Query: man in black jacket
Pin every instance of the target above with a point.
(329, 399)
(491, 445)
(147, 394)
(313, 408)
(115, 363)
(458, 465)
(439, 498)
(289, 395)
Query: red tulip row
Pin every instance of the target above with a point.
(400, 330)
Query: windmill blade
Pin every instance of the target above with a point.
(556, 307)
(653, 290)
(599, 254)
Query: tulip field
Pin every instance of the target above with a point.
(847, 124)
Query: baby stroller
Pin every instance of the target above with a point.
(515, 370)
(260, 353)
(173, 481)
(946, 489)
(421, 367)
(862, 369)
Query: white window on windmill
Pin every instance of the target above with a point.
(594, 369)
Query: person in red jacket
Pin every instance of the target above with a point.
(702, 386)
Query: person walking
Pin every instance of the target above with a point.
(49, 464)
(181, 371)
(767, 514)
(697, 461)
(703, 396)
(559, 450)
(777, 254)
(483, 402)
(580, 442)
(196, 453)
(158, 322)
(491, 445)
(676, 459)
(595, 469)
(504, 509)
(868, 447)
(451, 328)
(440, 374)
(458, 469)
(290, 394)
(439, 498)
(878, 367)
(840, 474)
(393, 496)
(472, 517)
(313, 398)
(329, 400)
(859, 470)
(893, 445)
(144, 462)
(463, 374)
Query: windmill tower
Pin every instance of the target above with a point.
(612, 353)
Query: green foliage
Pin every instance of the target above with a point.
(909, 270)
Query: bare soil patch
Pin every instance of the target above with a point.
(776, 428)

________

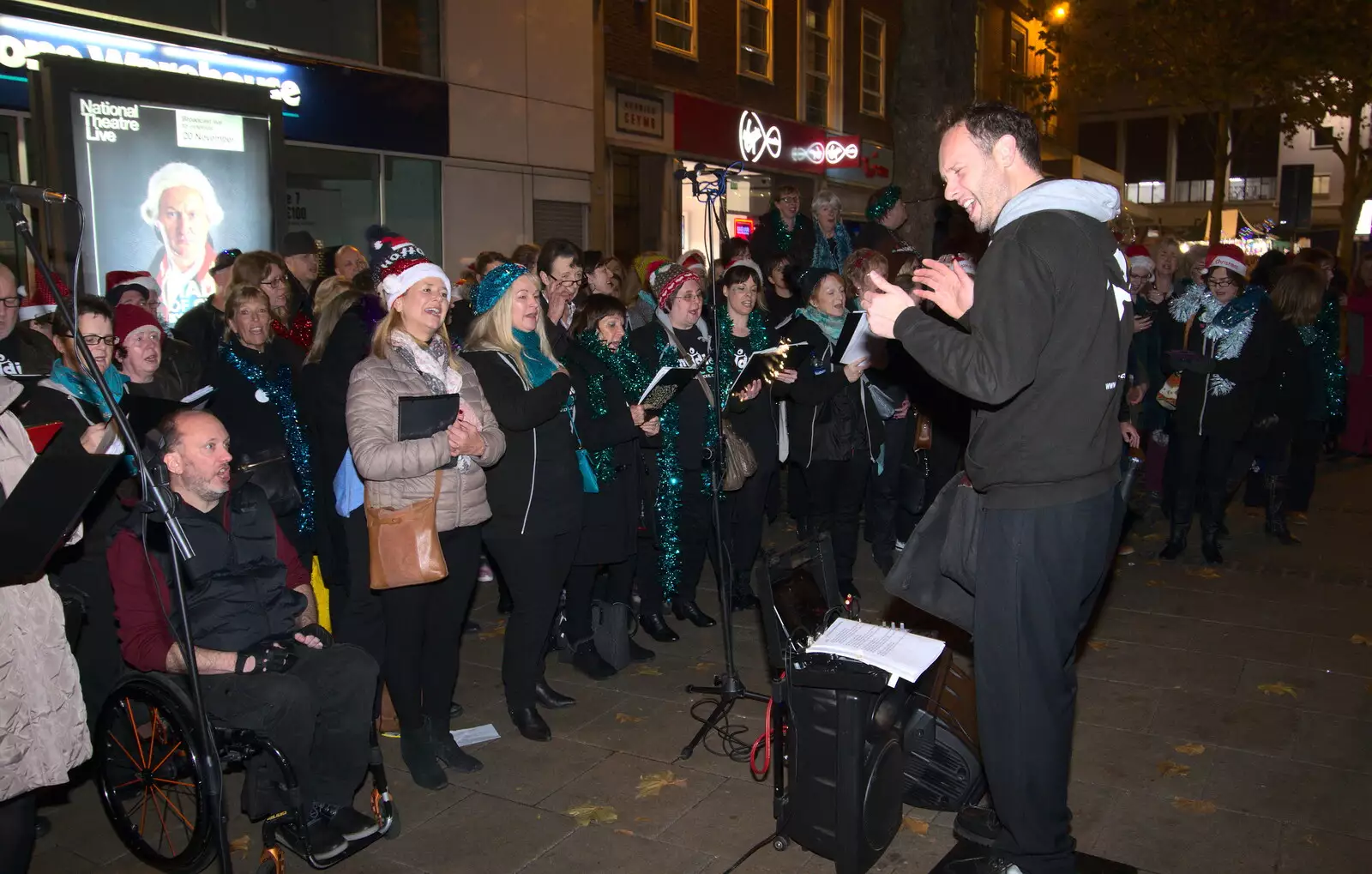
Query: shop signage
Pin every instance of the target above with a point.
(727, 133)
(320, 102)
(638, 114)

________

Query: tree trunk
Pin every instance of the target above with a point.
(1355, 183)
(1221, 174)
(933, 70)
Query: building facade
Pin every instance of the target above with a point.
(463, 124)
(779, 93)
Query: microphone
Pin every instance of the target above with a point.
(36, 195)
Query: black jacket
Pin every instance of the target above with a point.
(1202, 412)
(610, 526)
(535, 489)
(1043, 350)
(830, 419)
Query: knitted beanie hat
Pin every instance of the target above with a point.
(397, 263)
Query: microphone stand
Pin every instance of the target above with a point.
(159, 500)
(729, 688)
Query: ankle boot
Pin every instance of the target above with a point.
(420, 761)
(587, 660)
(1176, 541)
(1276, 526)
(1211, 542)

________

* _Task to carry out_: Copy out each line of the entries where the word "tulip" is found.

* _Response to this exercise_:
Query: red tulip row
Query: tulip field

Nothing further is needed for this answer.